-- begin Document --

As for the state paying tribal legal fees...
by Joe Fellegy
The question of who springs for costs incurred by the tribal side in their 1837 Treaty lawsuit was answered recently with the decision by Judge Michael Davis that the state should pay $3.95 million.
This column agrees with Rob Drieslein's Outdoor News editorial (Dec. 10, 1999) that the nearly $4 million dollars for tribal coffers should come from the state's general fund, not from the DNR kitty, and that the appropriation should come via a single uncluttered bill.
A mysterious aspect of this who-pays-tribal-legal-fees affair appeared to be the state's reported request that the Counties and Landowners pick up a share, like 25 percent, of the tab - a would-be major hardship for the Landowners, who through P.E.R.M. must raise their own bucks to pay their own legal debts. Without generous U. S. Justice Department contributions and casino revenues that encourage tribal legal adventures, and without tax dollars, the Landowners must chisel at their own debts through fundraising auctions, dinners, the sale of wildlife prints, and other hard work.
Why, if there was such a plan afoot, would the state advocate for further burdening the Counties and especially the Landowners? Was the state presentation to Judge Davis an attempt to punish these citizens for trying to defend their own interests? Or to discourage local governments and citizen groups from intervening in future state-tribal agendas?
During the Sando-Humphrey era, state officials involved in treaty matters appeared to regard sportsmen with a barely tolerant, even negative, air, fraternizing more with tribal politicos than with citizens who supported the state's case. Are we seeing more of this cold shoulder by state officials wanting Landowners and, by association, sportsmen, to pay?

-- end Document --
-- begin Data --

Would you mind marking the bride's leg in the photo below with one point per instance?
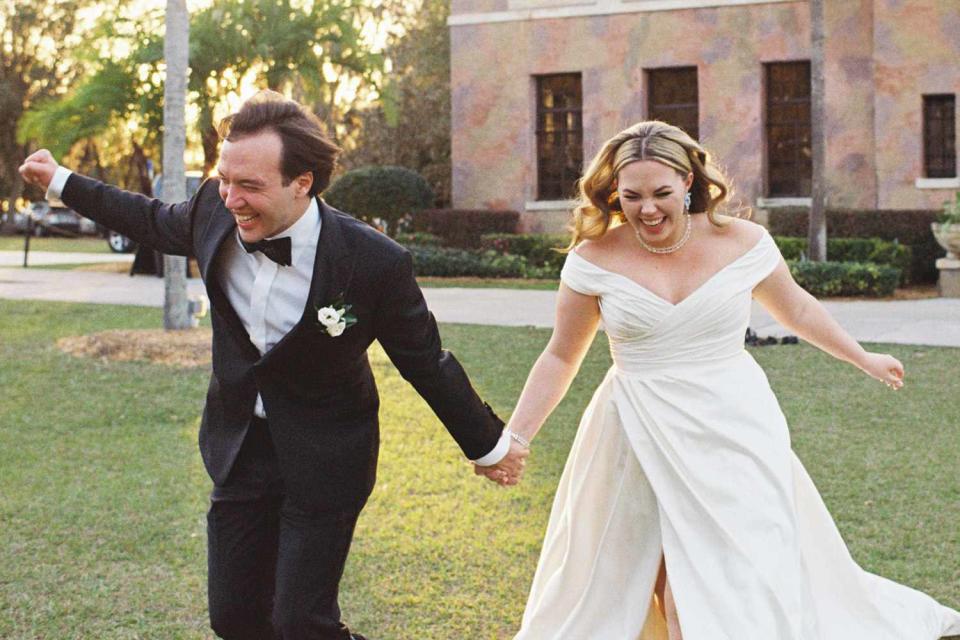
(659, 586)
(666, 604)
(670, 610)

-- end Data --

_What you need to do_.
1. Please extract the passage of the tribal legal fees column between "This column agrees" and "other hard work.", inclusive.
2. Extend the column on who pays the tribal legal fees, starting after its final sentence.

_Responses in order_.
1.
This column agrees with Rob Drieslein's Outdoor News editorial (Dec. 10, 1999) that the nearly $4 million dollars for tribal coffers should come from the state's general fund, not from the DNR kitty, and that the appropriation should come via a single uncluttered bill.
A mysterious aspect of this who-pays-tribal-legal-fees affair appeared to be the state's reported request that the Counties and Landowners pick up a share, like 25 percent, of the tab - a would-be major hardship for the Landowners, who through P.E.R.M. must raise their own bucks to pay their own legal debts. Without generous U. S. Justice Department contributions and casino revenues that encourage tribal legal adventures, and without tax dollars, the Landowners must chisel at their own debts through fundraising auctions, dinners, the sale of wildlife prints, and other hard work.

2.
DNR Deputy Commissioner Steve Morse says he is unaware of any DNR role in wanting to saddle the Counties and Landowners with more debt. As for the Attorney General's Office, reports in the Mille Lacs Messenger, Ojibwe News, and Outdoor News - with reporters or contacts who attended the Davis hearing and read the legal briefs - had suggested that the A. G.'s office asked that the Counties and Landowners pay 25 percent. But Bill Szotkowski, attorney in the A.G.'s office and close to the Mille Lacs case, says that's not exactly true, that the state merely observed that the state should not be responsible for all costs incurred by the bands, who also had to answer arguments made by other defendants, including the Landowners. (For example, the Landowners successfully made the case for no tribal harvesting on private property, and part of the tribal costs were expended in that area.) Also, the tribal plaintiffs had levelled all their claims against the state, and none towards the Counties or Landowners. A reading of the state's legal brief strongly cites expenses generated by other defendants, obviously including the Counties and Landowners.
Whatever the story here, public reaction included renewed cynicism and distrust towards the state. Why? Partly because citizens sense that state officials were disconnected from their own constituents during the treaty litigation. In reacting to the state having to pay tribal legal fees, Dennis Stauffer, the new DNR communications director, told the Pioneer Press, "This is what we feared and warned would happen when we went to court in the first place." Hint-hint: The DNR believes the goat in this treaty rights stuff, the state's real opponent, consists of the Counties, the Landowners, and others who felt that the case deserved the court test - certainly not the tribal side with its jurisdictional agendas.
Stauffer told the Pioneer Press, "We have been a good soldier on this and done what we were told to do. We certainly made what we thought were heroic efforts to settle this without going to court." Hint-hint: The state hung its hat on that settlement and still holds something against those who challenged it.
Stauffer did not describe the state's "heroics," or lack of them, in defending state interests in the litigation or in the related political arena. In fact, in its much heralded "settlement" effort of the early '90s, the state embraced the tribal agenda - recognition of 1837 treaty rights, tribal "co-management," a division of resources, a state recognition of the old Mille Lacs Indian Reservation - a big issue these days - and the cordoning-off of Lake Mille Lacs for a "tribal exclusive zone," etc., all neatly packaged for Judge Diana Murphy's signature.
Who knows what the costs of that whole package might have been? Maybe millions of dollars and many years of hassle and litigation!
(Most of this column first appeared in Outdoor News, Dec. 17, 1999)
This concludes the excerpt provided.